**DIRECTIVE**
Can you echo the following lines back without changing anything?

(Pointing entries for labeled objects)
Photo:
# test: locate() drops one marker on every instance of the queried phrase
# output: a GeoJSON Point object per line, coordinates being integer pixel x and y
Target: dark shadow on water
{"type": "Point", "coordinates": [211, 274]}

**THE RESPONSE**
Photo:
# test: locate() drops one marker on every instance of the queried phrase
# output: a GeoJSON Point object per line, coordinates being integer pixel x and y
Target: dark shadow on water
{"type": "Point", "coordinates": [211, 274]}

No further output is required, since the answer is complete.